> [Activity]
Would you write out, word for word, each line of the records below from the top through the one holding "the red fruit"?

> [Records supplied]
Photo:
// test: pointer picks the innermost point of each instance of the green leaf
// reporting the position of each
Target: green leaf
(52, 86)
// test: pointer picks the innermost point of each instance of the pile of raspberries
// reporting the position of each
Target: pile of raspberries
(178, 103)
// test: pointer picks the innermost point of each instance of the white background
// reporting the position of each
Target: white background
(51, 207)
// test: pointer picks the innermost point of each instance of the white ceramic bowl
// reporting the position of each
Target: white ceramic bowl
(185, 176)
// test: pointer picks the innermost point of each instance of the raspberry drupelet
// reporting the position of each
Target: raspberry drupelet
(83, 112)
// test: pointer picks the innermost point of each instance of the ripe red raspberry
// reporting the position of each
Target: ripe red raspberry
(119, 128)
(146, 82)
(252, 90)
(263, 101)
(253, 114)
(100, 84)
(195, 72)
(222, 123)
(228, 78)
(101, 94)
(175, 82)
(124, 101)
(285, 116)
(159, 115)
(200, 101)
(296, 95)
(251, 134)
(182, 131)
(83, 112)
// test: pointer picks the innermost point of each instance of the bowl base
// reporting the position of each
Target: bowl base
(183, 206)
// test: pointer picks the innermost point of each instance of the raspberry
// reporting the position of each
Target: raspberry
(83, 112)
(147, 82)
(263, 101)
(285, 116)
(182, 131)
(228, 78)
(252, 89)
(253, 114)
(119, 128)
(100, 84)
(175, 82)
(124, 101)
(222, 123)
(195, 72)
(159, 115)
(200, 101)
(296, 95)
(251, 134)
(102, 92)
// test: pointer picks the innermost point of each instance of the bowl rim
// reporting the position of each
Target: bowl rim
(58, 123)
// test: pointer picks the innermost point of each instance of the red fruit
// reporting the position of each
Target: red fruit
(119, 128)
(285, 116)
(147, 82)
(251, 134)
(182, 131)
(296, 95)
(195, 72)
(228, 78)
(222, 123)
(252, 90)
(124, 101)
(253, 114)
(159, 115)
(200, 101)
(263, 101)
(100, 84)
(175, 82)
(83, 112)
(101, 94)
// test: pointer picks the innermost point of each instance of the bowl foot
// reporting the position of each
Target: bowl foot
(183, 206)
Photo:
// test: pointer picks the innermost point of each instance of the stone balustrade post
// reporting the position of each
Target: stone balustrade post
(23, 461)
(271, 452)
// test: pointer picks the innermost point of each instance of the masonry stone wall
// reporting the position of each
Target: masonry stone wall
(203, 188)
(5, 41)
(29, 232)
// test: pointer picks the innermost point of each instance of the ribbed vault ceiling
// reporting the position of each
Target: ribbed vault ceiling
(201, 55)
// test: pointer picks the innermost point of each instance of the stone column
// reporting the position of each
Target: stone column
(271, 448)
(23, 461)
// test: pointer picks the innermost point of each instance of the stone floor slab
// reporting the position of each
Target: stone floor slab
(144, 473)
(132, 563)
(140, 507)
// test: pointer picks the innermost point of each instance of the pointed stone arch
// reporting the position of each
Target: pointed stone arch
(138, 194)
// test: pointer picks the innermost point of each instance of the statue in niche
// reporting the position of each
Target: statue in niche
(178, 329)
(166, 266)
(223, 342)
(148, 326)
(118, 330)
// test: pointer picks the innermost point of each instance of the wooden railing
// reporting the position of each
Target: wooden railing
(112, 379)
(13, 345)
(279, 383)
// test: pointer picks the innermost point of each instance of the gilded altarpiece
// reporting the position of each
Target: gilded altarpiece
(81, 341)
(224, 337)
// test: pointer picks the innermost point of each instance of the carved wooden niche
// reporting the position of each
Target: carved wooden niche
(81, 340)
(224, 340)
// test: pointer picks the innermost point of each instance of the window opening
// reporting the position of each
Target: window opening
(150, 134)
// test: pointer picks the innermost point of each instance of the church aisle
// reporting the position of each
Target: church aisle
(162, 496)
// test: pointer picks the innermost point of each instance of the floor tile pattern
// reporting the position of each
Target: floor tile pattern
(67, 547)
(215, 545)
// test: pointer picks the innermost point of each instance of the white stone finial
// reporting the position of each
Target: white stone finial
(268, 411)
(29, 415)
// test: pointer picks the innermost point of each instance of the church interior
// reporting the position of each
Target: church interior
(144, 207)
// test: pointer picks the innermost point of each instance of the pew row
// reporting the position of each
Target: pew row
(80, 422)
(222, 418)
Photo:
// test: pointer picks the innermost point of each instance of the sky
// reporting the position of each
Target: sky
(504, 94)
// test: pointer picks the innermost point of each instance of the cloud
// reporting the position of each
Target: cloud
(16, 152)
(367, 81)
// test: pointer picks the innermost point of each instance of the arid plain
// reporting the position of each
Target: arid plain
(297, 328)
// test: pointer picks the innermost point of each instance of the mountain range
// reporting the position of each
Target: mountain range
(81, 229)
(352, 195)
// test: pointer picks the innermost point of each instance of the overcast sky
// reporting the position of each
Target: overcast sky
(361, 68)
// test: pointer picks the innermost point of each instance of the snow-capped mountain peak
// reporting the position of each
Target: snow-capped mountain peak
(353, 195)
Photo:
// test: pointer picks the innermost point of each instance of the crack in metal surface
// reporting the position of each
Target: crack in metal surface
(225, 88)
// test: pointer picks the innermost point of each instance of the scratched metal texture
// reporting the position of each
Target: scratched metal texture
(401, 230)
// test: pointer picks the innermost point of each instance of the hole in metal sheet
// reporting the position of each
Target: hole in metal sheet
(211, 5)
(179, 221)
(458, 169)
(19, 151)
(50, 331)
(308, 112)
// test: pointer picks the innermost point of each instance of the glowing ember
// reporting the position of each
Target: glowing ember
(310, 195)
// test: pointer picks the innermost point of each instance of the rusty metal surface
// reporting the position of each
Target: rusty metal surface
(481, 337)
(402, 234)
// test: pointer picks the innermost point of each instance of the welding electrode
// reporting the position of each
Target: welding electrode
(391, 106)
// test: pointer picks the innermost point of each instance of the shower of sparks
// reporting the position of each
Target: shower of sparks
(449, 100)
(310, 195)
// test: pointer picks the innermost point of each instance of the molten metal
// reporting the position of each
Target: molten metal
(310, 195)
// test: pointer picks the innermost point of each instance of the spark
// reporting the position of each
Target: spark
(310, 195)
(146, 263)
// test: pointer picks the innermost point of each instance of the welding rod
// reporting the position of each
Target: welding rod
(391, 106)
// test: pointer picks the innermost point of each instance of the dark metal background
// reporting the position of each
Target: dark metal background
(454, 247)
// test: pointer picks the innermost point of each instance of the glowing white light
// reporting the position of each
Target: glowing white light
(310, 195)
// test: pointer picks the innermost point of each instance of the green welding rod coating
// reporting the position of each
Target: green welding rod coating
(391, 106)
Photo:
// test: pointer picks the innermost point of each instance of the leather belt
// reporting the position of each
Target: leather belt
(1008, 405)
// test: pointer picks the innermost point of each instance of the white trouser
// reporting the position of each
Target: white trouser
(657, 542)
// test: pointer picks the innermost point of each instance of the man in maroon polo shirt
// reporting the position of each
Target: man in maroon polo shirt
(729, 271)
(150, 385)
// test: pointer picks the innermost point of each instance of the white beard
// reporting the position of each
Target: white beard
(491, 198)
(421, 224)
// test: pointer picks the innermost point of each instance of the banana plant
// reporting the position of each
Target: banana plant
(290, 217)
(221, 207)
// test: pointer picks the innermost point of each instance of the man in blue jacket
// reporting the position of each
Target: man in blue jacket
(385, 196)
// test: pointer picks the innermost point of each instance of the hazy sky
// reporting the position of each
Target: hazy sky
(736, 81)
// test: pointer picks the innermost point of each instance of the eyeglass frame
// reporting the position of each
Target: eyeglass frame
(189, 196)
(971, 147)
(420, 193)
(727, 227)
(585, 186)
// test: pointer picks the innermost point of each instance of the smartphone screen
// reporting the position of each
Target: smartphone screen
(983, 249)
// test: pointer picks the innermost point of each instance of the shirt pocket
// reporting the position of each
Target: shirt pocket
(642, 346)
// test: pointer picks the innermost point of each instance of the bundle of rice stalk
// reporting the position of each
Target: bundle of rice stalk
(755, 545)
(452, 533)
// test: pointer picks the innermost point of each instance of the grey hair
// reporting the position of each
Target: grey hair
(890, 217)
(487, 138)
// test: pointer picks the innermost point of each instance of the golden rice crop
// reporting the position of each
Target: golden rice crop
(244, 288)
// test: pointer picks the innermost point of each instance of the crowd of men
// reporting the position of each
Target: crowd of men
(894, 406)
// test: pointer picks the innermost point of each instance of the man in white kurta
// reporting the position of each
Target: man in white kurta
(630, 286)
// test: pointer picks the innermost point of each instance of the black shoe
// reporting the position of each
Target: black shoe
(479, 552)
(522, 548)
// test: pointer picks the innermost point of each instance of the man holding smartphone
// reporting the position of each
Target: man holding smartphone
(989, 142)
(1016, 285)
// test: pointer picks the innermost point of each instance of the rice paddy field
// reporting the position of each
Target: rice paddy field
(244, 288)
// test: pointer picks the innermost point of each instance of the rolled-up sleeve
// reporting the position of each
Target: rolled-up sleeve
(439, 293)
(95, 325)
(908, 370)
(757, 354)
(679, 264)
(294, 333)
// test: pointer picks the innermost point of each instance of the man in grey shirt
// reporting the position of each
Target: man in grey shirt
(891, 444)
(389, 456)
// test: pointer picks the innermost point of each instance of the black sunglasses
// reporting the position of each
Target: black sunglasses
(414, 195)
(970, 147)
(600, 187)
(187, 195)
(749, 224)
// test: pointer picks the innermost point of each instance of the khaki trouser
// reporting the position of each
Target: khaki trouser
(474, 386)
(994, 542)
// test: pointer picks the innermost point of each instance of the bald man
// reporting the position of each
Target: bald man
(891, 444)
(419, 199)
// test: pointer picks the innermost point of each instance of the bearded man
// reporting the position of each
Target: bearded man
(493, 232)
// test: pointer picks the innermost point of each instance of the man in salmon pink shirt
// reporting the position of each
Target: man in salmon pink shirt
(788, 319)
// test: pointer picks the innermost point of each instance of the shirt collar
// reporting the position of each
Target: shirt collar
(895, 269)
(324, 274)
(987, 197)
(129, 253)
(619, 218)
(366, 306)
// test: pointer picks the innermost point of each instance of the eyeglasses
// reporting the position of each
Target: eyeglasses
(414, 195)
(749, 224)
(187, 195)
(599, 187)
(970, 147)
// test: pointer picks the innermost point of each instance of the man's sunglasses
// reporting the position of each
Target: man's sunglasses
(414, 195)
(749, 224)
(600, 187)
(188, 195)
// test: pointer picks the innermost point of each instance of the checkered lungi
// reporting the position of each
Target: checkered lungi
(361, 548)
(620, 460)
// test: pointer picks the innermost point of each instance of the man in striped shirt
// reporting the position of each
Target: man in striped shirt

> [Your solution]
Photo:
// test: pointer picks the innermost point of each instance of the green leaf
// reporting the position of each
Target: green leaf
(52, 86)
// test: pointer picks the innermost point of each instance of the pile of raspberries
// reporting the position of each
Target: pile of raspberries
(178, 103)
// test: pointer picks the innermost point of each instance of the white background
// reporting the position of each
Target: white background
(51, 207)
// test: pointer picks the innermost point of each instance of the white ceramic bowl
// reporting the position of each
Target: white ceramic bowl
(185, 176)
// test: pointer picks the innermost point of each instance of the raspberry drupelet
// reporting the position of each
Target: raspberry drupelet
(83, 112)
// test: pointer picks the innermost point of each instance of the ripe red raspberry
// reporting the position of each
Target: ripe red raspberry
(119, 128)
(146, 82)
(252, 90)
(263, 101)
(253, 114)
(100, 84)
(195, 72)
(222, 123)
(228, 78)
(101, 94)
(175, 82)
(124, 101)
(285, 116)
(159, 115)
(200, 101)
(296, 95)
(251, 134)
(182, 131)
(83, 112)
// test: pointer picks the innermost point of each instance of the bowl base
// reporting the position of each
Target: bowl base
(183, 206)
// test: pointer picks the innermost point of each instance of the raspberry
// reporting the position of each
Target: raspberry
(83, 112)
(147, 82)
(263, 101)
(285, 116)
(182, 131)
(228, 78)
(252, 89)
(253, 114)
(119, 128)
(100, 84)
(175, 82)
(124, 101)
(222, 123)
(195, 72)
(159, 115)
(200, 101)
(296, 95)
(251, 134)
(102, 92)
// test: pointer picks the innermost point of each instance of the bowl rim
// reporting the position of each
Target: bowl rim
(58, 123)
// test: pointer picks the innermost point of each instance of the red fruit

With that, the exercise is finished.